=== PASSAGE GIVEN ===
++++++++
Now we are ready to test our model. The sampling process is the reverse of training:

1. Start with pure Gaussian noise $x_T$
2. For each timestep from $T$ down to $0$:
   - Have the network predict the noise $\epsilon_\theta(x_t, t)$
   - Use the reverse diffusion formula to compute $x_{t-1}$:
     $$x_{t-1} = \frac{1}{\sqrt{\alpha_t}} \left( x_t - \frac{1-\alpha_t}{\sqrt{1-\bar{\alpha}_t}} \cdot \epsilon_\theta(x_t, t) \right) + \sigma_t \cdot z$$
   - Where $z$ is random noise (except at the final step where it's zero)

By iteratively applying this process, we gradually transform random noise into a structured image that resembles the training data distribution.

In [None]:
@torch.no_grad()
def sample_mnist(model, timesteps, n_samples=16):
    model.eval()
    
    # 1. Start with pure noise (Batch, 1, 32, 32)
    x = torch.randn(n_samples, 1, IMAGE_SIZE, IMAGE_SIZE).to(device)
    
    # 2. Loop backwards
    for t in range(timesteps - 1, -1, -1):
        # Create batch of timesteps
        t_batch = torch.full((n_samples,), t, device=device, dtype=torch.long)
        
        # Get Model Prediction
        predicted_noise = model(x, t_batch)
        
        # Get constants for this step
        # We reshape them to (1, 1, 1, 1) so they broadcast over the images
        alpha_t = alphas[t].view(1, 1, 1, 1)
        alpha_bar_t = alpha_bars[t].view(1, 1, 1,| 1)
        beta_t = betas[t].view(1, 1, 1, 1)
        sigma_t = torch.sqrt(beta_t)
        
        # Algorithm: x_{t-1} = (x_t - ... * pred_noise) / sqrt(alpha)
        if t > 0:
            z = torch.randn_like(x)
        else:
            z = torch.zeros_like(x)
            
        x = (1 / torch.sqrt(alpha_t)) * (x - ((1 - alpha_t) / torch.sqrt(1 - alpha_bar_t)) * predicted_noise) + sigma_t * z
        
    return x

In [None]:
# --- Run the Sampling ---
timesteps = 300
betas = torch.linspace(1e-4, 0.02, timesteps).to(device)
alphas = 1 - betas
alpha_bars = torch.cumprod(alphas, dim=0).to(device)

print("Sampling from the model...")
generated_images = sample_mnist(model, timesteps, n_samples=16)

# --- Visualization ---
# Un-normalize from [-1, 1] back to [0, 1]
generated_images = (generated_images + 1) / 2
generated_images = generated_images.clamp(0, 1).cpu()

# Plot as a grid
fig, axes = plt.subplots(2, 8, figsize=(12, 4))
for i, ax in enumerate(axes.flat):
    ax.imshow(generated_images[i, 0], cmap='gray')
    ax.axis('off')
plt.suptitle("Generated Digits")
++++++++
=== PROMPT A ===
Can you quote the diffusion sampling notebook above, beginning at the words "# Get constants" and stopping after "z = torch.zeros_like(x)"?

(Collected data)
++++++++
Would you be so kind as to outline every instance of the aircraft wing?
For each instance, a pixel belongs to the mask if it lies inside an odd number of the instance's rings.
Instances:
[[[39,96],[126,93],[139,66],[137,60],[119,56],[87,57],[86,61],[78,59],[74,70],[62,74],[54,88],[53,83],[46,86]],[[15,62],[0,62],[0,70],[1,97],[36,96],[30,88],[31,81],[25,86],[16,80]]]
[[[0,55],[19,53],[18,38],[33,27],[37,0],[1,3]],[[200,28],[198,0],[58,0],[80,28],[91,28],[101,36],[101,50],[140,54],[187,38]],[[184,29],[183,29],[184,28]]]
++++++++
=== PROMPT B ===
Could you rewrite the entire listing above, putting "airplane wing" where "aircraft wing" now stands and leaving everything else unchanged?

=== TASK OUTPUT A ===
# Get constants for this step
        # We reshape them to (1, 1, 1, 1) so they broadcast over the images
        alpha_t = alphas[t].view(1, 1, 1, 1)
        alpha_bar_t = alpha_bars[t].view(1, 1, 1,| 1)
        beta_t = betas[t].view(1, 1, 1, 1)
        sigma_t = torch.sqrt(beta_t)
        
        # Algorithm: x_{t-1} = (x_t - ... * pred_noise) / sqrt(alpha)
        if t > 0:
            z = torch.randn_like(x)
        else:
            z = torch.zeros_like(x)

=== TASK OUTPUT B ===
Would you be so kind as to outline every instance of the airplane wing?
For each instance, a pixel belongs to the mask if it lies inside an odd number of the instance's rings.
Instances:
[[[39,96],[126,93],[139,66],[137,60],[119,56],[87,57],[86,61],[78,59],[74,70],[62,74],[54,88],[53,83],[46,86]],[[15,62],[0,62],[0,70],[1,97],[36,96],[30,88],[31,81],[25,86],[16,80]]]
[[[0,55],[19,53],[18,38],[33,27],[37,0],[1,3]],[[200,28],[198,0],[58,0],[80,28],[91,28],[101,36],[101,50],[140,54],[187,38]],[[184,29],[183,29],[184,28]]]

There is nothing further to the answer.